Extract each line of the data below exactly as written.
::: Raw records
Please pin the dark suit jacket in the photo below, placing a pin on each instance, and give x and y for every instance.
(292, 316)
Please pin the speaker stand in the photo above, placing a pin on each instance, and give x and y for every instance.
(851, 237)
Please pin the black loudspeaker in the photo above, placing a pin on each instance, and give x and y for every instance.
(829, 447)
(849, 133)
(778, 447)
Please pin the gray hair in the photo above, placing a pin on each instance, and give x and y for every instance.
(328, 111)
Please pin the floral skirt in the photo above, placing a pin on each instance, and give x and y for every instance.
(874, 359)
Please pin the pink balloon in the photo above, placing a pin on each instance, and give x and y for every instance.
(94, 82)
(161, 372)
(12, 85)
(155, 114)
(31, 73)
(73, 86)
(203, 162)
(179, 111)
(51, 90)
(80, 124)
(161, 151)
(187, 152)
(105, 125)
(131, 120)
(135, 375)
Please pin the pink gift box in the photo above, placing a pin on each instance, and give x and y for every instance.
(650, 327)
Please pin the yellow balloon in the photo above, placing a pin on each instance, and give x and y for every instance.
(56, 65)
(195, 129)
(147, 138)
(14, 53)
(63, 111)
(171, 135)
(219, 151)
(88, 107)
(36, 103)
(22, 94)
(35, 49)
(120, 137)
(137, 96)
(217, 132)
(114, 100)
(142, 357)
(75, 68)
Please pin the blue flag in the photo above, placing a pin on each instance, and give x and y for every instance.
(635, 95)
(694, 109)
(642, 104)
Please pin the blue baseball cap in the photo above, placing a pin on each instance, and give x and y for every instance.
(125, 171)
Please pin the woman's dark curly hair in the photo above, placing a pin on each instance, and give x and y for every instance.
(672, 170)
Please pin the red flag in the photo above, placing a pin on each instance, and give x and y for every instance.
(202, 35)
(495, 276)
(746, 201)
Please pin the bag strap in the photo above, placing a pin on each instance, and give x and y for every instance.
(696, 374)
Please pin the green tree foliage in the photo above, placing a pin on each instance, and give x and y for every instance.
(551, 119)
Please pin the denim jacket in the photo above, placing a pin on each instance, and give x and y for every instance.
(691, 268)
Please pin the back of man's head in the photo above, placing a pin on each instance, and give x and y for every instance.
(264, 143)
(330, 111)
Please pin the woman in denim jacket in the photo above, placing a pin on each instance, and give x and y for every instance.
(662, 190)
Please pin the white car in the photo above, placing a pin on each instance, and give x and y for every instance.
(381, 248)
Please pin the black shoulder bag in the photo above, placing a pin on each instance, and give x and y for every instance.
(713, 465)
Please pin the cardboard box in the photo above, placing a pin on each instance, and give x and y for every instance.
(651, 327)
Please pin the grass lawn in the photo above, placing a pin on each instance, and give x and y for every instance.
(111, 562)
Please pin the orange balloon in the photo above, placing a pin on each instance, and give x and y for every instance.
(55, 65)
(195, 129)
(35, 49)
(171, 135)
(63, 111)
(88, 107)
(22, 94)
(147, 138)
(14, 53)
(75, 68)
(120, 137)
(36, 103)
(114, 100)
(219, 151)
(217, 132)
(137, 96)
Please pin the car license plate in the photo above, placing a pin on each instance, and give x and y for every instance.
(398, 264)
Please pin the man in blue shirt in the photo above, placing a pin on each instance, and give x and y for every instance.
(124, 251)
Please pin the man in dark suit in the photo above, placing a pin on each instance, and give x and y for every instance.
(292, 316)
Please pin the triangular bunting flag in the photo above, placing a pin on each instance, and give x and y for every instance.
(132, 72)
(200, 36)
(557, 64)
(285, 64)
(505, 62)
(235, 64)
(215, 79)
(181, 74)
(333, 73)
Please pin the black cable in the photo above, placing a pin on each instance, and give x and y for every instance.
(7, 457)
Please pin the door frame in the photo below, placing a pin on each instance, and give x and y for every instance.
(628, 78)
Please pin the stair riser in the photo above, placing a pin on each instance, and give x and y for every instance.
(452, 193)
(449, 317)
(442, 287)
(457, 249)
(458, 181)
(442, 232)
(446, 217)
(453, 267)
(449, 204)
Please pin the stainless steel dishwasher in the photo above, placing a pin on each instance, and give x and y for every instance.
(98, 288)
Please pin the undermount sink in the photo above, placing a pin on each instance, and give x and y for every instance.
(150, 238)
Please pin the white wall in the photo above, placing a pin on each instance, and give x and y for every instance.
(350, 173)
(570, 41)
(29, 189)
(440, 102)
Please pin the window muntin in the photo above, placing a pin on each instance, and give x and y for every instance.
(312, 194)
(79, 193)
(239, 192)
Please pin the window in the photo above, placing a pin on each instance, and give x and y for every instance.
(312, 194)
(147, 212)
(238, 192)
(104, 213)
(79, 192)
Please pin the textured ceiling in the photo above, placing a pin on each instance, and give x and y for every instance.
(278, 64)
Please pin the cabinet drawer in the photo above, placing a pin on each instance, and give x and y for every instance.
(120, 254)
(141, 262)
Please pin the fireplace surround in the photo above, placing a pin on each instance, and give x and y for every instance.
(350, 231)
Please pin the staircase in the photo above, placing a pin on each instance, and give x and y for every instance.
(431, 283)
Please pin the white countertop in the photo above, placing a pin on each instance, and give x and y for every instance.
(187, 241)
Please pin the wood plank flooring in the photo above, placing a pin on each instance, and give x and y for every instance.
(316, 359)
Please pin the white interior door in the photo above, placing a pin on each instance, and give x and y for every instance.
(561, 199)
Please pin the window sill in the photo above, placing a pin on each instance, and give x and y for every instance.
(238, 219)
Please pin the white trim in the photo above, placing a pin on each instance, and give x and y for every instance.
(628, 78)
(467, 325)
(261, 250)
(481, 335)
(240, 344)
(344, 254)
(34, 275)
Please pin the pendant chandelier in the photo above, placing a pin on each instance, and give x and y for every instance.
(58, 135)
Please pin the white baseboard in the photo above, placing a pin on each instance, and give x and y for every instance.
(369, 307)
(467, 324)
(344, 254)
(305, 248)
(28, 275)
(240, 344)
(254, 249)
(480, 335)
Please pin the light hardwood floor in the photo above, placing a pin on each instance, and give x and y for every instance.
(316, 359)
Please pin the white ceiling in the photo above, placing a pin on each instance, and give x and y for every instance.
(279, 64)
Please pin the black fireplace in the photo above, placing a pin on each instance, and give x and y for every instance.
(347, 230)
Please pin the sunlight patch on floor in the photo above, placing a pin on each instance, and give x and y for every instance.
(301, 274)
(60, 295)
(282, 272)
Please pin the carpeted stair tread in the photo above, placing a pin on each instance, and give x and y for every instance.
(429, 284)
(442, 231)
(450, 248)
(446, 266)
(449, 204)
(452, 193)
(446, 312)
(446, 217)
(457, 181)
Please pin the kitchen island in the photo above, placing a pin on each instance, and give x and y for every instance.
::::::
Completed task:
Please pin the dark suit jacket in the photo below, placing a pin on each instance, and give x and y for every instance.
(292, 316)
Please pin the speaker stand in the photo above, placing a pin on each instance, and give x and y for every instance.
(851, 237)
Please pin the black loudspeaker in the photo above, placing a pin on each instance, and give x and y for every instance.
(829, 447)
(849, 133)
(778, 447)
Please pin the gray hair in the photo above, placing a pin on each instance, and give x and y for every instance.
(328, 111)
Please pin the floral skirt in the photo above, placing a pin on each instance, and give x and y for every instance.
(874, 359)
Please pin the pink balloon in the photo above, placing a pin on each instance, and give x and y for every instance.
(94, 82)
(161, 372)
(12, 85)
(155, 114)
(31, 73)
(73, 86)
(203, 162)
(179, 111)
(51, 90)
(80, 124)
(161, 151)
(187, 152)
(105, 125)
(131, 120)
(135, 375)
Please pin the pink gift box in the photo above, placing a pin on each instance, and give x and y for every instance.
(650, 327)
Please pin the yellow balloon in the photo above, placing a pin on each instance, and give x and y for every instance.
(56, 65)
(195, 129)
(147, 138)
(14, 53)
(63, 111)
(171, 135)
(219, 151)
(88, 107)
(36, 103)
(22, 94)
(35, 49)
(120, 137)
(137, 96)
(217, 132)
(114, 100)
(142, 357)
(75, 68)
Please pin the blue flag in the photo above, placing a pin on each instance, and give x and y for every instance.
(635, 95)
(694, 109)
(642, 104)
Please pin the blue baseball cap in the photo above, placing a pin on each instance, and give x and y for every instance.
(125, 171)
Please pin the woman's dark curly hair in the photo above, placing a pin on each instance, and give x and y for every instance.
(672, 170)
Please pin the red flag in the photo above, placing a pin on each instance, and give x and y for every instance.
(202, 35)
(495, 276)
(746, 201)
Please pin the bag strap in the photo above, placing a pin on each instance, and give x and y for every instance.
(696, 374)
Please pin the green tree foliage in the photo above, placing a pin on each instance, and give x and y for every instance.
(551, 119)
Please pin the denim jacket in the photo above, placing a pin on each instance, and give x and y for every instance.
(691, 268)
Please pin the back of man's head in the photo above, placing a pin on each instance, and give x and y for every instance.
(264, 143)
(330, 111)
Please pin the woman in denim jacket in the photo above, placing a pin on each instance, and give x and y for every instance.
(662, 190)
Please pin the white car in the photo above, placing a pin on each instance, and give x and y for every instance.
(381, 248)
Please pin the black shoulder bag in the photo above, placing a pin on each instance, and give x and y for every instance.
(713, 465)
Please pin the cardboard box in the photo above, placing a pin on each instance, and give x and y for every instance.
(651, 327)
Please pin the grass lawn in the photo above, placing a pin on each instance, and give x and y for every instance.
(111, 562)
Please pin the orange balloon in the photo above, placing a pin on each instance, and give x and y for every instance.
(55, 65)
(195, 129)
(35, 49)
(171, 135)
(63, 111)
(88, 107)
(22, 94)
(147, 138)
(14, 53)
(75, 68)
(120, 137)
(36, 103)
(114, 100)
(219, 151)
(217, 132)
(137, 96)
Please pin the car license plate in the photo above, placing a pin on each instance, and give x and y for every instance.
(398, 264)
Please pin the man in blue shirt in the photo above, placing a pin on each instance, and give x and y for every instance.
(124, 251)
Please pin the man in dark suit in the photo above, placing a pin on each instance, and give x and y for every instance.
(292, 316)
Please pin the triangular bunting flag in the photo above, placing a pin on each instance, and give x and y for every instance.
(132, 72)
(200, 36)
(557, 64)
(285, 64)
(505, 62)
(235, 64)
(215, 79)
(181, 74)
(333, 73)
Please pin the black cable in the photo above, placing a pin on each instance, and give x and y for every instance.
(7, 457)
Please pin the door frame in the photo below, placing a pin on each instance, and give x and y for every instance.
(628, 78)
Please pin the stair riser in the photo above, placing a pin on each instance, and give x and y for every instance.
(452, 193)
(449, 317)
(442, 287)
(457, 249)
(458, 181)
(442, 232)
(446, 217)
(453, 267)
(449, 204)
Please pin the stainless steel dishwasher in the photo above, placing a pin on each instance, and give x and y for every instance.
(98, 288)
Please pin the undermount sink in the photo above, placing a pin on each instance, and give x and y for every instance.
(150, 238)
Please pin the white wall in the photo above, placing a pin on each instance, and give x and y for every instance.
(350, 173)
(570, 41)
(29, 189)
(440, 102)
Please pin the window muntin in the photo above, placing a pin on each instance, and give x and y for every instance.
(312, 194)
(79, 193)
(239, 192)
Please pin the window in the photo above, placing a pin on each instance, and give x and y for every instance.
(312, 194)
(147, 212)
(238, 192)
(104, 213)
(79, 192)
Please pin the textured ceiling in the photo above, placing a pin on each instance, and give x and y for every instance.
(278, 64)
Please pin the cabinet drawer in the photo above, placing a pin on each instance, and give x and y for every instance.
(120, 254)
(141, 262)
Please pin the fireplace surround in the photo above, placing a pin on each instance, and give x and y for every instance.
(350, 231)
Please pin the staircase in the photo above, placing a pin on each instance, and give x and y for every instance.
(431, 283)
Please pin the white countertop in the photo above, placing a pin on each instance, and give x and y for every instance.
(187, 241)
Please pin the wood plank flooring in the photo above, placing a pin on each instance, and give x and y for every instance.
(316, 359)
Please pin the white interior door in the photo above, placing a pin on each instance, and give x and y for every instance.
(561, 199)
Please pin the window sill in the photo above, placing a pin on each instance, and give x and y for every instance.
(238, 219)
Please pin the white trim in the photo above, placing a pin on each instance, and give x and y for every instance.
(628, 78)
(467, 325)
(261, 250)
(481, 335)
(240, 344)
(344, 254)
(34, 275)
Please pin the pendant chandelier in the photo above, placing a pin on each instance, and give x and y for every instance.
(58, 135)
Please pin the white baseboard in the photo above, placing a pin on each instance, and give x and y for every instance.
(369, 307)
(467, 324)
(344, 254)
(305, 248)
(28, 275)
(240, 344)
(254, 249)
(480, 335)
Please pin the light hardwood floor in the photo above, placing a pin on each instance, and give x and y for every instance.
(316, 359)
Please pin the white ceiling in the photo above, placing a pin on each instance, and give x and y for every instance.
(279, 64)
Please pin the black fireplace in the photo above, placing a pin on each instance, and give x and y for every instance.
(347, 230)
Please pin the sunlight patch on floor in the photo above, placing a pin on each instance, and give x and y for every instance.
(301, 274)
(60, 295)
(282, 272)
Please pin the carpeted stair tread in the photo above, placing a pin on each instance, and give x and y for every instance.
(429, 284)
(442, 231)
(450, 248)
(446, 266)
(449, 204)
(452, 193)
(446, 312)
(446, 217)
(457, 181)
Please pin the kitchen island in the photo above, placing a pin on each instance, and give x and y for every instance.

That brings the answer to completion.